■ **Assigned task**:
Could you output all of the records below exactly as they appear?

--------------------------------

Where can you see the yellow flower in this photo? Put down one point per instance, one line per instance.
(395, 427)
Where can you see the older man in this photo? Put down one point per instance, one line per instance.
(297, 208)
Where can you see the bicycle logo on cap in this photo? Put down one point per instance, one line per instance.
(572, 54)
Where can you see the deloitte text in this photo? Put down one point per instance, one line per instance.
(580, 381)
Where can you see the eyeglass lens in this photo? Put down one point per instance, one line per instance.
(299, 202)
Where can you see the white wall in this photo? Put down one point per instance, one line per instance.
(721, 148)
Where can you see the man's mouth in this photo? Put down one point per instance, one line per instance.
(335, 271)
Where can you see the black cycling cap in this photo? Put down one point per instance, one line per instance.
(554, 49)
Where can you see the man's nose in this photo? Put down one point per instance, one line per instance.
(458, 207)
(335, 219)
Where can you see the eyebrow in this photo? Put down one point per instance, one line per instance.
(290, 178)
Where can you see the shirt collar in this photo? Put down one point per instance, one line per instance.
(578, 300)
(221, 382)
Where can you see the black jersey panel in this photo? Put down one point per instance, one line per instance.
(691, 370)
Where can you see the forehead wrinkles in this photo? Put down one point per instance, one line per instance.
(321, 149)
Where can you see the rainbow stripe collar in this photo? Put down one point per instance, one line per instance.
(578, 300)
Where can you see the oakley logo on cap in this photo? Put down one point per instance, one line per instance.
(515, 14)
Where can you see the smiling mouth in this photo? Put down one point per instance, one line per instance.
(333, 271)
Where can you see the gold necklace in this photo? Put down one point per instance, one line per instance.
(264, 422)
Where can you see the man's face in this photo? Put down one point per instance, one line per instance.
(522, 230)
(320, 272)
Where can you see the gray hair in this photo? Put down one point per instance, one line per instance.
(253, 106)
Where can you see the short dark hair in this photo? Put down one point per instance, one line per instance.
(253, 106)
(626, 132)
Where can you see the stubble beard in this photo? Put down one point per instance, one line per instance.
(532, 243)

--------------------------------

■ **Solution to this task**:
Where can you see the yellow flower in this photo? Put down one point per instance, one line per instance.
(395, 427)
Where can you see the older man in this photo? Put down one point per instance, one line per instance.
(297, 208)
Where can you see the bicycle logo on cap in this photo? Put down one point per instance, one line per instance.
(572, 54)
Where can you see the deloitte text in this photo? Put down one point per instance, one line per instance.
(580, 381)
Where can you see the eyeglass lens in this photo? Put down one point per instance, one line per instance.
(299, 202)
Where can you see the white wall in this photo? Put down one point per instance, one line per instance.
(721, 148)
Where can you see the man's mouth in this photo? Put down one point per instance, one line per instance.
(335, 271)
Where can you see the black cycling cap in this photo? Put down one point per instance, one line per instance.
(554, 49)
Where can you see the man's nose in this photo? Put down one point per instance, one line per instance.
(458, 207)
(335, 219)
Where can you see the eyebrow in this photo? Put down one point per instance, one line per instance.
(290, 178)
Where can you see the shirt collar in this photo? Put down one point per instance, one line per instance.
(578, 300)
(221, 382)
Where can you see the black jersey panel in this photo? Put down one point per instance, one line per instance.
(691, 370)
Where can you see the forehead wrinkles in this photo? Put down one point per instance, one line per instance.
(321, 149)
Where can you see the rainbow stripe collar in this photo? Put down one point per instance, one line per instance.
(578, 300)
Where can you see the oakley logo on cap in this photo? Put down one point per instance, one line per instance.
(515, 14)
Where can you see the smiling mouth in this photo? Put down one point per instance, one line per instance.
(333, 271)
Where can you see the gold necklace in this photo? Put down one point per instance, one line per instance.
(264, 422)
Where can you see the man's face in this photo? Put down one point per instance, one line per instance.
(522, 230)
(320, 272)
Where can you see the gray hair in this photo? Put down one point per instance, one line per instance.
(253, 106)
Where can you see the short dark hair in this photo? Put down one point per instance, one line per instance.
(253, 106)
(626, 132)
Where can you see the stubble beard in this photo? Put down one point per instance, one line per instance.
(532, 243)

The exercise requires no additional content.